[Problem statement] Render the lines of the material as a numbered list, starting at the line that contains "Target: small ornamental grass" and ending at the last line of the material, with blank lines left out.

··· Exercise material ···

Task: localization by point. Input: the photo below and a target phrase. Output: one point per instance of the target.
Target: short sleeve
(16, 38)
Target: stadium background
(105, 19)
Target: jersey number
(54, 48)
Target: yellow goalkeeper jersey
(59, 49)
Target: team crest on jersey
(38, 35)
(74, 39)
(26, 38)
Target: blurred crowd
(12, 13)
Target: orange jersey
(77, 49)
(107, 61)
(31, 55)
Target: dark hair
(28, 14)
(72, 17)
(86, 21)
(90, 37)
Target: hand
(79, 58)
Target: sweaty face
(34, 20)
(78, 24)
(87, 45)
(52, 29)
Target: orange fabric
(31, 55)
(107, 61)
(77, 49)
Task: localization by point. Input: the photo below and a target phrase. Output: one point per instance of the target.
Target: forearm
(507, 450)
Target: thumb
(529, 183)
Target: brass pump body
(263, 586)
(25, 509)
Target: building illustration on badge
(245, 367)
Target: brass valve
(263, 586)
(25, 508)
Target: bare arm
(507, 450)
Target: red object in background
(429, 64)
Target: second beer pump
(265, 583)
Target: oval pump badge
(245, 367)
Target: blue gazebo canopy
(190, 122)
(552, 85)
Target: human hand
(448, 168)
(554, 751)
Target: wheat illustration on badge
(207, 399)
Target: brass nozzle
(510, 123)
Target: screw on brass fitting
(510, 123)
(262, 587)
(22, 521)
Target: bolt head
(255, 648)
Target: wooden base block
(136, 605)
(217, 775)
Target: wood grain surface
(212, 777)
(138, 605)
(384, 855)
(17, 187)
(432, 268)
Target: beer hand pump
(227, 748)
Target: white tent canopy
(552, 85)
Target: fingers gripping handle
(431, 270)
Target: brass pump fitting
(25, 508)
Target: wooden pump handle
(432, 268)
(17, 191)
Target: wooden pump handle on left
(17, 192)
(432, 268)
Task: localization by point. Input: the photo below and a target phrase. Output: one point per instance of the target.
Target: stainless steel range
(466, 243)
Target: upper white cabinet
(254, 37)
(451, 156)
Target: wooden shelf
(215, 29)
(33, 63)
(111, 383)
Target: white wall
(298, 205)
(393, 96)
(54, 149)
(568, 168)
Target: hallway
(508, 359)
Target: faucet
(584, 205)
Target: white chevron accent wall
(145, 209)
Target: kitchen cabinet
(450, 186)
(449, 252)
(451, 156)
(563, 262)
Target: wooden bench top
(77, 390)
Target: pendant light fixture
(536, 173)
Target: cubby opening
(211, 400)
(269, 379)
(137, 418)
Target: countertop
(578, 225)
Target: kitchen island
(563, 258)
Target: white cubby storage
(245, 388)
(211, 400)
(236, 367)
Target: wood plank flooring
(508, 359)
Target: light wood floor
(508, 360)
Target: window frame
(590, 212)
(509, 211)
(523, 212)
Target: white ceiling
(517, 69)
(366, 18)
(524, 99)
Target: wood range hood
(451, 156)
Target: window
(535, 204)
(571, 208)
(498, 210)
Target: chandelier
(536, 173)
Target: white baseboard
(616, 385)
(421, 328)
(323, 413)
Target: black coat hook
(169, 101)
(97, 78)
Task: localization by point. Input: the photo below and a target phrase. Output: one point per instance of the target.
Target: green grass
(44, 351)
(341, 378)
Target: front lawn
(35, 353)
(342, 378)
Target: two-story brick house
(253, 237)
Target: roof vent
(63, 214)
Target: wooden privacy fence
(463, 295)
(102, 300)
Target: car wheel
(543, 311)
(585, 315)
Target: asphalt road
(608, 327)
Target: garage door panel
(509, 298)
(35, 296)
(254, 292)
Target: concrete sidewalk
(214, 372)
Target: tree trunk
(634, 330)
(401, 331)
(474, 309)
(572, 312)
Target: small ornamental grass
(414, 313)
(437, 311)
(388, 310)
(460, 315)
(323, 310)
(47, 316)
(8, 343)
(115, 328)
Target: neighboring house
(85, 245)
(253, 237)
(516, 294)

···

[The solution]
1. Target: small ornamental grass
2. (414, 313)
3. (437, 311)
4. (388, 310)
5. (460, 315)
6. (323, 310)
7. (47, 316)
8. (8, 343)
9. (115, 328)
10. Target: neighboring house
11. (85, 245)
12. (253, 237)
13. (516, 294)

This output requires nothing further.